===== Extracted data =====
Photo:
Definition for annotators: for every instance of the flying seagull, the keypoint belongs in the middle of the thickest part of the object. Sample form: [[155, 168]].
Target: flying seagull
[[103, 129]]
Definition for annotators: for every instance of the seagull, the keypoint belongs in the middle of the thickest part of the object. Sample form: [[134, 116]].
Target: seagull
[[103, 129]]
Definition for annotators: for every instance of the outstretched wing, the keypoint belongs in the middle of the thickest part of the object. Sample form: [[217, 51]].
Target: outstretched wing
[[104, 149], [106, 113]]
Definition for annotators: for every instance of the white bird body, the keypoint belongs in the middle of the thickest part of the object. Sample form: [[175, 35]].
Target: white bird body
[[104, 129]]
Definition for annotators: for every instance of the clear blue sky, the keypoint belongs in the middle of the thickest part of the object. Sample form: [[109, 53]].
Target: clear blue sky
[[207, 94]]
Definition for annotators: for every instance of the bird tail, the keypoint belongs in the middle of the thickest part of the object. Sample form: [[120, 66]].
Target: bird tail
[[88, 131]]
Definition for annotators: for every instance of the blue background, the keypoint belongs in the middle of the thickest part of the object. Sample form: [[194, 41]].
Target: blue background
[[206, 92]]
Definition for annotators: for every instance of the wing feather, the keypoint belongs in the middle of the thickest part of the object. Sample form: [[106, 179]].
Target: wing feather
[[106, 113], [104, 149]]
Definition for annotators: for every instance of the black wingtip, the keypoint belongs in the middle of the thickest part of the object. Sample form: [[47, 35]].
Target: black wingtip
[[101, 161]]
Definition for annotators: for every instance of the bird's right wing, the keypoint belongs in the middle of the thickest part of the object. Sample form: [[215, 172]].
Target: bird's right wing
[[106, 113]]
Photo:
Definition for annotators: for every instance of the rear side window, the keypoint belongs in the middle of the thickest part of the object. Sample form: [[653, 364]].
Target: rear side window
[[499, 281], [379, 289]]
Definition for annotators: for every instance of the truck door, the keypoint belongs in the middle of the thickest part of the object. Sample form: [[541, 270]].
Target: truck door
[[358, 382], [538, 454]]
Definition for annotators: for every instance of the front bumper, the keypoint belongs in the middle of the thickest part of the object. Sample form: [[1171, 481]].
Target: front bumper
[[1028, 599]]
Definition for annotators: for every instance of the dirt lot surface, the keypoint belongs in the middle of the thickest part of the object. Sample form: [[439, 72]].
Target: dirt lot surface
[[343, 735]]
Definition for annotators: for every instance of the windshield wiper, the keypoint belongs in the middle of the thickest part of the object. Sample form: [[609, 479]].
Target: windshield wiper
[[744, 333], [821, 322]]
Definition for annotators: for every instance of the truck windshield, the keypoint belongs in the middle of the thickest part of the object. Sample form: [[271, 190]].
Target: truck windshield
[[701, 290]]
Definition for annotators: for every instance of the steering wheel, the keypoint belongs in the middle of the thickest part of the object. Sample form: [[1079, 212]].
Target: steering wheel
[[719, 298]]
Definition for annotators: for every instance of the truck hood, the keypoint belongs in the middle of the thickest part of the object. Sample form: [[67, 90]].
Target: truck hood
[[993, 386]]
=====
===== Extracted data =====
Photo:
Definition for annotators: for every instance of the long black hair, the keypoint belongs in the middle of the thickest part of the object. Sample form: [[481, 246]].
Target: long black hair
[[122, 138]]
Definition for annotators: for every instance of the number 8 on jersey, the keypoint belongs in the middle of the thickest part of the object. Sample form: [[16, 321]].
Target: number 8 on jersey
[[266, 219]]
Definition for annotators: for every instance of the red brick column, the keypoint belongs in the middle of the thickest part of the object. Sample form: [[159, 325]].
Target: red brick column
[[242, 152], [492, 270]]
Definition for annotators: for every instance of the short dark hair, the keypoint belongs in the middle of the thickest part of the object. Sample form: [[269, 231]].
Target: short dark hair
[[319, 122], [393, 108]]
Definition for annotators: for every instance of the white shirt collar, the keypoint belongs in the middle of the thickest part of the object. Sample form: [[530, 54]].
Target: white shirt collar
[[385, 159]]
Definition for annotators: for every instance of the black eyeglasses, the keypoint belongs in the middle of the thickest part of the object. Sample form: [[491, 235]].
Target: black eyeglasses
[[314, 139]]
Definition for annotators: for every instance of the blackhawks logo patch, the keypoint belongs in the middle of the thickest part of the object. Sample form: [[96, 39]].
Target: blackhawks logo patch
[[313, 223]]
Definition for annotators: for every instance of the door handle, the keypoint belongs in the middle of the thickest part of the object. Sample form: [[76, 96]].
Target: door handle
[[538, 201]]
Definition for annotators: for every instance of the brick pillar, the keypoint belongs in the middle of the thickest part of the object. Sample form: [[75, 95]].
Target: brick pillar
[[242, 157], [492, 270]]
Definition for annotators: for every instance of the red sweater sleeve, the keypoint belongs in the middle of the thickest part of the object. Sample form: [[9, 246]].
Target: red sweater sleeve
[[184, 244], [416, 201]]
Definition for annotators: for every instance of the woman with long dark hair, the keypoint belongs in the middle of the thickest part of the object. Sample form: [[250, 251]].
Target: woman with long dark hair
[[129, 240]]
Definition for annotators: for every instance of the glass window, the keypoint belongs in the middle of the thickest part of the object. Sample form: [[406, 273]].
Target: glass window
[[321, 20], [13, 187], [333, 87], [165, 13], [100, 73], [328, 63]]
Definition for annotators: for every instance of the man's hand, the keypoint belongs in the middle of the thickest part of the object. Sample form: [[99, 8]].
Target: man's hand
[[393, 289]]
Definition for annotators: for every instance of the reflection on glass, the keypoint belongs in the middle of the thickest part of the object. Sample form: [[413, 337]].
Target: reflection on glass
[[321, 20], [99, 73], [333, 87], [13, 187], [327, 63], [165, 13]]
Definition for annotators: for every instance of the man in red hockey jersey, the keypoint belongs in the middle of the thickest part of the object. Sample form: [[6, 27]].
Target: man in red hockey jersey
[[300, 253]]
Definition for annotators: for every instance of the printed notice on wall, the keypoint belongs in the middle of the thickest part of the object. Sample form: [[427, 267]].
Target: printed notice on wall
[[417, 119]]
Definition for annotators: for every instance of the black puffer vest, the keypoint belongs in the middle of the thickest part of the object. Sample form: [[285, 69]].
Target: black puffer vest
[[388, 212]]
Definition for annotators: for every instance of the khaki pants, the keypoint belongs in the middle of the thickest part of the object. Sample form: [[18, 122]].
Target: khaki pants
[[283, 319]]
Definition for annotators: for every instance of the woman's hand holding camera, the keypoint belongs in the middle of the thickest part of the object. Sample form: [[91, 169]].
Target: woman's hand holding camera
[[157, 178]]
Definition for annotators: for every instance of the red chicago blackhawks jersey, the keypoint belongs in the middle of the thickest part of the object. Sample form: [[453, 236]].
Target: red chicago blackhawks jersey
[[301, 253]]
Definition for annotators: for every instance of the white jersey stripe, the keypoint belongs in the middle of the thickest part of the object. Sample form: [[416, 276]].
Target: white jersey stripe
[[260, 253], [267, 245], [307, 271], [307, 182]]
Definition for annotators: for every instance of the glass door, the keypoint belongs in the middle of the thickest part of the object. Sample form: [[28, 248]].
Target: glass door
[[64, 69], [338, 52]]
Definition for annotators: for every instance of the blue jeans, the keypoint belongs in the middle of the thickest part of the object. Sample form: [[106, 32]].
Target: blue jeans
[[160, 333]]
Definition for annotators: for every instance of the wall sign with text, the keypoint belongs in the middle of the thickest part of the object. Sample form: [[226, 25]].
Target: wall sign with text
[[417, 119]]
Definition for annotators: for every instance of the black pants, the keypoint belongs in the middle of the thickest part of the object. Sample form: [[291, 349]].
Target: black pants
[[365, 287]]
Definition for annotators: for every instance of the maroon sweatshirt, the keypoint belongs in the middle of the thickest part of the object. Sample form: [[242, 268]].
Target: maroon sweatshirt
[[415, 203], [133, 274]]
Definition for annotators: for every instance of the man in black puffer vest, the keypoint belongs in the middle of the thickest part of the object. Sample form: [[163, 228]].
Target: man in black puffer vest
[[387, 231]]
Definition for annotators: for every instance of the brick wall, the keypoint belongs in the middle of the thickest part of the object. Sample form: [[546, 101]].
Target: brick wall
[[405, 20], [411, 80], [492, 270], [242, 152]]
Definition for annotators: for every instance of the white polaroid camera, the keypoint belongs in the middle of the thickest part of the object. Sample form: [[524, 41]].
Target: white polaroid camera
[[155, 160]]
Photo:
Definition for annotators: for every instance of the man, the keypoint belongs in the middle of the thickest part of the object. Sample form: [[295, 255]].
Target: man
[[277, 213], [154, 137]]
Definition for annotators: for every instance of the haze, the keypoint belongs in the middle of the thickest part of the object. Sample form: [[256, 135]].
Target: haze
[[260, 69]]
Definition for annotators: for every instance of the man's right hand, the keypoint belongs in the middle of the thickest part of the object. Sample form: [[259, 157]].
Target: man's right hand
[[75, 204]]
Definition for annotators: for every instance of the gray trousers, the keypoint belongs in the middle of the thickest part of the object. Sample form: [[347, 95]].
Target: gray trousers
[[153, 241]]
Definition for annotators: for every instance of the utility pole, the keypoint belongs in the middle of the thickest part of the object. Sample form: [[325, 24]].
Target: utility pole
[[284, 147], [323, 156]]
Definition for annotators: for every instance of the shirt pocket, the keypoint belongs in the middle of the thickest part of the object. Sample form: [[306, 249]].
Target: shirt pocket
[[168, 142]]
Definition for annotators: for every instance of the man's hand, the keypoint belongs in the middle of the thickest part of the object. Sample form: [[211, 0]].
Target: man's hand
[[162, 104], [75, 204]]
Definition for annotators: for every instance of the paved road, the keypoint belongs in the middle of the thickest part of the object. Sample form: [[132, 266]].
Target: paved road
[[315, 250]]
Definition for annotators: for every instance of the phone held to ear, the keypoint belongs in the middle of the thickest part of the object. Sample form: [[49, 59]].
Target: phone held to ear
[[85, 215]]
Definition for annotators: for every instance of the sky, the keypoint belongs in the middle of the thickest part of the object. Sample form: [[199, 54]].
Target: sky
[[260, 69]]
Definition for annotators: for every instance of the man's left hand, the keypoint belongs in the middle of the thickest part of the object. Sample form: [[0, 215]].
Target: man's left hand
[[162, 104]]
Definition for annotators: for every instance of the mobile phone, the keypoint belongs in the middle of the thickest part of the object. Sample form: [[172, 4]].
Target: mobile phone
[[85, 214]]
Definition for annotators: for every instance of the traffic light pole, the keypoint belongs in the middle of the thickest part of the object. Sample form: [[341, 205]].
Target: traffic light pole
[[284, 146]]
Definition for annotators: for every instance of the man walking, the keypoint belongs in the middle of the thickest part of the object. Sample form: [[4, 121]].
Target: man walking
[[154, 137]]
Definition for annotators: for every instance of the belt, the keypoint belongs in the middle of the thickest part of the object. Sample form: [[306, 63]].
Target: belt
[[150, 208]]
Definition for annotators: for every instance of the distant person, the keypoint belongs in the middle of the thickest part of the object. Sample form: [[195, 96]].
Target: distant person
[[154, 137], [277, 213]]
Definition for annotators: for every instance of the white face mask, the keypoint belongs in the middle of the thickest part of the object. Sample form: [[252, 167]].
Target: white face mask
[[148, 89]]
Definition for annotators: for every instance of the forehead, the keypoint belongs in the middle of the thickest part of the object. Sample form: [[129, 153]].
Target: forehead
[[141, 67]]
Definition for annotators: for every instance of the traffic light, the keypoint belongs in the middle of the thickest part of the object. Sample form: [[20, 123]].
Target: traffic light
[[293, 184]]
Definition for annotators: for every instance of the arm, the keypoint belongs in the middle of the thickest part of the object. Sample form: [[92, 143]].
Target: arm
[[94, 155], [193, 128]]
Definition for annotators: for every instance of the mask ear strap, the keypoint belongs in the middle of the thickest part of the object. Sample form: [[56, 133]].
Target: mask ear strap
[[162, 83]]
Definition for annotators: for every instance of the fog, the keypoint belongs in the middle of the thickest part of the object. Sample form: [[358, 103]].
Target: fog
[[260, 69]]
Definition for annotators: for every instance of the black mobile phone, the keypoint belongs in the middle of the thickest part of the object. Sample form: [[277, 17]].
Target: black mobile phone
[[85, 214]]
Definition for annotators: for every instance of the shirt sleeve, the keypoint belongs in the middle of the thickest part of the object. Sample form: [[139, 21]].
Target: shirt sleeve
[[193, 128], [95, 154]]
=====
From the records above, copy out the line with "Target: black eyeglasses", the line with "Definition for annotators: for every instance of the reflection", and every line between them, word for word.

→ Answer area:
Target: black eyeglasses
[[314, 139]]
Definition for annotators: for every instance of the blackhawks logo patch, the keypoint belongs in the middle of the thickest part of the object. Sample form: [[96, 39]].
Target: blackhawks logo patch
[[313, 223]]
Definition for annotators: for every instance of the door handle, the keypoint belongs in the middle of the thickest part of the object. Sample form: [[76, 96]].
Target: door handle
[[538, 201]]
Definition for annotators: for every instance of the brick pillar, the keypoint belongs in the middle of the thickest part of the object. Sample form: [[75, 95]].
Target: brick pillar
[[242, 157], [492, 270]]
Definition for annotators: for every instance of the red sweater sleeve, the keypoint belongs in the middle of the thickest part of the object. Sample form: [[9, 246]].
Target: red sweater sleeve
[[184, 244], [416, 201]]
Definition for annotators: for every instance of the woman with long dark hair, the keypoint belongs in the middle of the thickest part of the object. Sample form: [[250, 251]].
Target: woman with long dark hair
[[129, 240]]
Definition for annotators: for every instance of the glass window, the keypoint belongs in the middle of the thickest part of the object. Sample form: [[406, 273]].
Target: glass window
[[321, 20], [13, 187], [333, 87], [165, 13], [100, 73], [328, 63]]
Definition for annotators: for every instance of the man's hand, the keypoint belongs in the middle of the thickest part of the object. Sample form: [[99, 8]].
Target: man's hand
[[393, 289]]
Definition for annotators: for every instance of the reflection on glass, the keypoint belongs in the middle of the thickest part of the object. Sample form: [[413, 337]].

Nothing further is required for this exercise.